• About this task
For the entries below, say how many lines include the word "front" and add nothing else.

• Supplied information
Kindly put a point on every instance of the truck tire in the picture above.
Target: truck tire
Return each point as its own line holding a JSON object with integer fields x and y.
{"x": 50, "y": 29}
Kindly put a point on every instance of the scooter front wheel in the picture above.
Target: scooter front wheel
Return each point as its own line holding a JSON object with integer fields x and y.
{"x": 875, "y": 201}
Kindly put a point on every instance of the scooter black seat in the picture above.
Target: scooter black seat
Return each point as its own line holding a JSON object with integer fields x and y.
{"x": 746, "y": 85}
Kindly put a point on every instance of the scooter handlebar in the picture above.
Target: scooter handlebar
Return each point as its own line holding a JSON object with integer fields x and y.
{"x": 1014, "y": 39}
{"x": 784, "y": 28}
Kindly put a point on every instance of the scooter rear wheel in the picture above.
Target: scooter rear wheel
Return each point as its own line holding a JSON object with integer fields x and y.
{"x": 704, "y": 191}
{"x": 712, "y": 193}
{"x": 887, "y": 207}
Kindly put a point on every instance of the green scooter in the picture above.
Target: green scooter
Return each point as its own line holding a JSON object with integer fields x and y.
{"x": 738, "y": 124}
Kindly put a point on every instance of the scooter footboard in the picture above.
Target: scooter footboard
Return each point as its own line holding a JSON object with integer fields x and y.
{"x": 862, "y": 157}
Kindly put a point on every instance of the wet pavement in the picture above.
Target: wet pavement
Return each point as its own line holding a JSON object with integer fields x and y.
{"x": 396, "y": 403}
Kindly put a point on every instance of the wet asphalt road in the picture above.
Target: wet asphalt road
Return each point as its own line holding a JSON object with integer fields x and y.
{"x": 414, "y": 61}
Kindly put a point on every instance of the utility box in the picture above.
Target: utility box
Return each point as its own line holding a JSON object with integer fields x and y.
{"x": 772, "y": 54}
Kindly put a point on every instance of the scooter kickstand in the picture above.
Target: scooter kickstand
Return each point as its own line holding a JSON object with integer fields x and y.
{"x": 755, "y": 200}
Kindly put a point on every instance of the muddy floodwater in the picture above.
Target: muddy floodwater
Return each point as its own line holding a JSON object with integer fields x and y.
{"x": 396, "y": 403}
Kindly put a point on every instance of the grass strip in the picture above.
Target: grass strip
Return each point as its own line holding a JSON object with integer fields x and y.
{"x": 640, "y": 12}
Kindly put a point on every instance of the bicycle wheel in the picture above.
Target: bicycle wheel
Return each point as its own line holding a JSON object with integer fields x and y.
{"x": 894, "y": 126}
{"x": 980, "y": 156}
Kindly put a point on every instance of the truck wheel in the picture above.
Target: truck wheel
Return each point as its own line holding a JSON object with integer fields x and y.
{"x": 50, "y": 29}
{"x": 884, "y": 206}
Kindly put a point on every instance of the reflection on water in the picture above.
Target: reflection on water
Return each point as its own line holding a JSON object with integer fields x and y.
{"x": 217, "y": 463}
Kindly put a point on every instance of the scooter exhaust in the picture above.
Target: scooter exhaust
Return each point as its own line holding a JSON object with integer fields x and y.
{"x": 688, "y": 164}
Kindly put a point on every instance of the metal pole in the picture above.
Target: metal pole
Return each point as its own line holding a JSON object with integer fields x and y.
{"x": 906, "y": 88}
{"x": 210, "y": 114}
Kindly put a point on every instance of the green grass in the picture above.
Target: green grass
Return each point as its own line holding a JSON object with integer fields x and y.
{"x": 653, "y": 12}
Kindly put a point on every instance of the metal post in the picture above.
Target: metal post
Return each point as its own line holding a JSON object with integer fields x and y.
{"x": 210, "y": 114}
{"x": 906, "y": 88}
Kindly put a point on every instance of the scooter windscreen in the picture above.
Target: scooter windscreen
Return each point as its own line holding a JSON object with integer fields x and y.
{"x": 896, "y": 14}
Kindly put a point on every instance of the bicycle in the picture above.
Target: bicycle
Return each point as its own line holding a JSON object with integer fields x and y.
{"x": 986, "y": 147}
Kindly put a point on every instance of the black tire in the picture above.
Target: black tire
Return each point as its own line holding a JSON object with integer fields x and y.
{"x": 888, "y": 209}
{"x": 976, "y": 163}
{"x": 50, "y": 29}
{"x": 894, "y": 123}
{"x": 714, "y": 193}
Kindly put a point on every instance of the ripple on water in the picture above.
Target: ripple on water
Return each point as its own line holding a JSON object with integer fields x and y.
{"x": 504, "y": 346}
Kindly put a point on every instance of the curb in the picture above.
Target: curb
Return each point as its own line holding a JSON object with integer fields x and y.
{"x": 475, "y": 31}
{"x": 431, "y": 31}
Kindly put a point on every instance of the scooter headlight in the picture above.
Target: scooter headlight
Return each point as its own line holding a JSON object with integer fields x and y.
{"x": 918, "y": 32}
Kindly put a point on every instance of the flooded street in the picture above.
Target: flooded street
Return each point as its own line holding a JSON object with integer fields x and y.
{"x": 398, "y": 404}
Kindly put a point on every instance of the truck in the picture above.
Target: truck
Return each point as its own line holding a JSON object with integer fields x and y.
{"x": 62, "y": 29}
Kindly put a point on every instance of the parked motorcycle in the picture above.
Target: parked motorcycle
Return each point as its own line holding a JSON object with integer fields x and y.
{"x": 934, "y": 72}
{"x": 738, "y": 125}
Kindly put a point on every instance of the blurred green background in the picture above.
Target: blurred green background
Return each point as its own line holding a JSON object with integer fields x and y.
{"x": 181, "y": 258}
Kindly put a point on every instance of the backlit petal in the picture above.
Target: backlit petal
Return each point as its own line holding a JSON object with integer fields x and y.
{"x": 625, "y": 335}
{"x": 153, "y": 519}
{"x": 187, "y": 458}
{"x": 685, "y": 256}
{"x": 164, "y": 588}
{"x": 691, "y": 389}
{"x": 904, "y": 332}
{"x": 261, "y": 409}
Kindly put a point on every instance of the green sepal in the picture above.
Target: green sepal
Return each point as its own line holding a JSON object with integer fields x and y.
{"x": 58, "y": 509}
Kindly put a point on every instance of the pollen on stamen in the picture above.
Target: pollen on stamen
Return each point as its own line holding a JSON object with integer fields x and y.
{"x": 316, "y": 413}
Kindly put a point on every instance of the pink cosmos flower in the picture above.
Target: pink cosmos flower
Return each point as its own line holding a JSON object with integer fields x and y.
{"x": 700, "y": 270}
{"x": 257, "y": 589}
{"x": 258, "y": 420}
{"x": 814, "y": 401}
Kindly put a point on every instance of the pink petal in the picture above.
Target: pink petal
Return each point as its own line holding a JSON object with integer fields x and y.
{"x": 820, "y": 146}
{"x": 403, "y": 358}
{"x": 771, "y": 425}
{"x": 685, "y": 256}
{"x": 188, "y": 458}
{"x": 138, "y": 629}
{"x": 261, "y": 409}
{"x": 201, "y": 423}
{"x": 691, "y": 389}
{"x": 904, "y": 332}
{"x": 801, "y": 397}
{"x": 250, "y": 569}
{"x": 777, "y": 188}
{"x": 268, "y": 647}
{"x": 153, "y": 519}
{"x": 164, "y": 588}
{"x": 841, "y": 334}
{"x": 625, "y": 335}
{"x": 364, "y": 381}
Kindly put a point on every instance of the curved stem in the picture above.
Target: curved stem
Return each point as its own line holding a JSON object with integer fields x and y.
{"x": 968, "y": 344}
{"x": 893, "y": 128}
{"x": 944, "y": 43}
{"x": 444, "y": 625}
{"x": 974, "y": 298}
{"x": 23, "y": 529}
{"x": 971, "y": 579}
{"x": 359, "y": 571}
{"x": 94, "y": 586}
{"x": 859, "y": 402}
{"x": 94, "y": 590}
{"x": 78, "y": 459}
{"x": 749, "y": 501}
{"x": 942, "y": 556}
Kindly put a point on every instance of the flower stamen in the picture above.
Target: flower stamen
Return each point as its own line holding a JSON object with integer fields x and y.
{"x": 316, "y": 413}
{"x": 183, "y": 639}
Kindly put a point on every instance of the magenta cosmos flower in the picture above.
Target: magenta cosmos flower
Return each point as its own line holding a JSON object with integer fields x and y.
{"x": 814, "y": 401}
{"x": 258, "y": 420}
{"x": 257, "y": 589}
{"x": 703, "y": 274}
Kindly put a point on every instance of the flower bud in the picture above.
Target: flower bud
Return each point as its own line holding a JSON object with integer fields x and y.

• Solution below
2